[Natural language region descriptions]
__________________________________________________

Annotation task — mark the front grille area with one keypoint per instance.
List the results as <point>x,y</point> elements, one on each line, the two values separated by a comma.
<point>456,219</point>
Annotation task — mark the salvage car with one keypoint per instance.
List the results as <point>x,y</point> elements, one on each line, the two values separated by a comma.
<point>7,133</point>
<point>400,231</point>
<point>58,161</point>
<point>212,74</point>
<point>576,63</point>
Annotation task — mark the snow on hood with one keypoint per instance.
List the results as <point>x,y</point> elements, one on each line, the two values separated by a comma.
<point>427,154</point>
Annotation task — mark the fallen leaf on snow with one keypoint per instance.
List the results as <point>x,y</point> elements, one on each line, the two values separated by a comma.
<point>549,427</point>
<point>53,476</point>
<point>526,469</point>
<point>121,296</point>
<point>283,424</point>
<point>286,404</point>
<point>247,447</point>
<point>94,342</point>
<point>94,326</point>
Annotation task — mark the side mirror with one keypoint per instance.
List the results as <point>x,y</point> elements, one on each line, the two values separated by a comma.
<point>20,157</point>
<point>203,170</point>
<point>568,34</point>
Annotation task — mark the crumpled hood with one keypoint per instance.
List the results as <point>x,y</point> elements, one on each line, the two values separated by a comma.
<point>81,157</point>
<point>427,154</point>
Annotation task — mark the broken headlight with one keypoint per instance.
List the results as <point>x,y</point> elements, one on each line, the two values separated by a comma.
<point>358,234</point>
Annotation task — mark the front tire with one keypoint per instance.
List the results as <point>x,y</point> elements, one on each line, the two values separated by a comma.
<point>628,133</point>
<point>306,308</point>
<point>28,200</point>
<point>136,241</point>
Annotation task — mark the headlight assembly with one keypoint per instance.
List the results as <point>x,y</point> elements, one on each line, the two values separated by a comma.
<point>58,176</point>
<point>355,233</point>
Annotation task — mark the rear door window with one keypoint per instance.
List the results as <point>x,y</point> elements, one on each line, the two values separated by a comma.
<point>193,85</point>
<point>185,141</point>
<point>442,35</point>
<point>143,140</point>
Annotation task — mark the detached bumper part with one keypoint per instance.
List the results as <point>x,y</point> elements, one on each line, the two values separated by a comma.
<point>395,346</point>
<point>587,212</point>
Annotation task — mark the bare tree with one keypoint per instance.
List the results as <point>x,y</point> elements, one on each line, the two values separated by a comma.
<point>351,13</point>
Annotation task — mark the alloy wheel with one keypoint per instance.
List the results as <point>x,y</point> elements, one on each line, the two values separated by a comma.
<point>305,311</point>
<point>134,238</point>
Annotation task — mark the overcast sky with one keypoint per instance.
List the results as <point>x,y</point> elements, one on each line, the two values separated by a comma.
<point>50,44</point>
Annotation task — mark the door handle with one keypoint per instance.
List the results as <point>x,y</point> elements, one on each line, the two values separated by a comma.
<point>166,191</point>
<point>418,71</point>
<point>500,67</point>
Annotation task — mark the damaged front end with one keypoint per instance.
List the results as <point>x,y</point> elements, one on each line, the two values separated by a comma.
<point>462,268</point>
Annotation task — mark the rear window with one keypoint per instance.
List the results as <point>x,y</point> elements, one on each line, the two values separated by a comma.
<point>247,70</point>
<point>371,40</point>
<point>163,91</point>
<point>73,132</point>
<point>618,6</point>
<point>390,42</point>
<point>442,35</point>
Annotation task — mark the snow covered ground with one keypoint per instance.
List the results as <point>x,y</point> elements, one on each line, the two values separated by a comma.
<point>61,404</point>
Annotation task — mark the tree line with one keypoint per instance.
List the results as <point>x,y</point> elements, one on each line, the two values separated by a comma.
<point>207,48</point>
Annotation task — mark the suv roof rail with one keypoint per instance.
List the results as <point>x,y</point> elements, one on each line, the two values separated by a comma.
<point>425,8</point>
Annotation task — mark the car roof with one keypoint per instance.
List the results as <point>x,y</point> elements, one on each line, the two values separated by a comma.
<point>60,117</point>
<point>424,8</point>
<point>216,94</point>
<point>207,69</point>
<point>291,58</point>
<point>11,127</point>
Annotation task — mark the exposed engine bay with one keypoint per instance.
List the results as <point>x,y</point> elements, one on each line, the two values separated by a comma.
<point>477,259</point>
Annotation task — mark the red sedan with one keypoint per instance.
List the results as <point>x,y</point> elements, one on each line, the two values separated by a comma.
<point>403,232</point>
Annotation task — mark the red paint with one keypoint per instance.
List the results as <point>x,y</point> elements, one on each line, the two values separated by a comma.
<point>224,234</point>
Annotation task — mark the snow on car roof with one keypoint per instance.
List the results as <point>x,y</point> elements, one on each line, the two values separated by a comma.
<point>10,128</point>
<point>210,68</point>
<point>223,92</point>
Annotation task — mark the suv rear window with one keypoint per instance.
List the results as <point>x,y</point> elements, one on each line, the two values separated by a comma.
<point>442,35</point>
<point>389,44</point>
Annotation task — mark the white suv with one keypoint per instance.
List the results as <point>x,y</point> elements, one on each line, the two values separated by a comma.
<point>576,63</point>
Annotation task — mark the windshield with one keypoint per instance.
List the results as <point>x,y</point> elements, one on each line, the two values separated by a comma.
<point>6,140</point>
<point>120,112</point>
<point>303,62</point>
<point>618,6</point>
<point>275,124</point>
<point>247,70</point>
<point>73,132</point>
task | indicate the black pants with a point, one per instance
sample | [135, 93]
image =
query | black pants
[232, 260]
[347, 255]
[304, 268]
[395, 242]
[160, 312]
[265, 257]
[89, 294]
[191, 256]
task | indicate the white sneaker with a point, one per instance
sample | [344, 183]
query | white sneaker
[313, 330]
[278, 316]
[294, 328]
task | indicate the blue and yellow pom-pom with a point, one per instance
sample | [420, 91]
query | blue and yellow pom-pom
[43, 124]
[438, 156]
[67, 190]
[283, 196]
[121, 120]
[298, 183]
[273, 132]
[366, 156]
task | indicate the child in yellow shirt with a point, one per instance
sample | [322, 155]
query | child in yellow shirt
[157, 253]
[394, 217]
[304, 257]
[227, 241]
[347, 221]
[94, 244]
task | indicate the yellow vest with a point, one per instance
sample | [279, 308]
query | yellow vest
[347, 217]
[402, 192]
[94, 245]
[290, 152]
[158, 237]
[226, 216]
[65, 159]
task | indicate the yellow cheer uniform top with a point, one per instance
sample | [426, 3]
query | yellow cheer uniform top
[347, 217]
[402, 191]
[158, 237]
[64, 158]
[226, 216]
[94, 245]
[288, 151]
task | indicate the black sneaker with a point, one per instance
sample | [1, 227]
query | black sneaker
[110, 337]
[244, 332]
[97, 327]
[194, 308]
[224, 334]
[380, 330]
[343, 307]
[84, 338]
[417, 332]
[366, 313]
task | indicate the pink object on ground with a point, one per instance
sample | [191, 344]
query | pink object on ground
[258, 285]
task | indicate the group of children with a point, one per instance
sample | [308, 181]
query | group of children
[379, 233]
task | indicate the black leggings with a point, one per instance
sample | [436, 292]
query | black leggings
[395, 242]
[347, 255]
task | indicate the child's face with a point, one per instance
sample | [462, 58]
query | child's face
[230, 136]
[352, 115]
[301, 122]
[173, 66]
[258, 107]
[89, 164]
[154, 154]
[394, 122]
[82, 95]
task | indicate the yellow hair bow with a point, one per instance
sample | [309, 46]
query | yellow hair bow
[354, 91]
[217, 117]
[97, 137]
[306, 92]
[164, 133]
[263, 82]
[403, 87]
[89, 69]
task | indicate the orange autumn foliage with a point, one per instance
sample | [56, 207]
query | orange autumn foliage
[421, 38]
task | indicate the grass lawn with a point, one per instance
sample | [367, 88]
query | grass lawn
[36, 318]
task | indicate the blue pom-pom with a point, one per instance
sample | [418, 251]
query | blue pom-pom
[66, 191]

__________________________________________________

_TO DO_. Search the records for the word "tree" and copy every line where it occurs.

_RESULT_.
Annotation task — mark the bare tree with one keypoint per instance.
Annotation task — mark the tree line with one keypoint per instance.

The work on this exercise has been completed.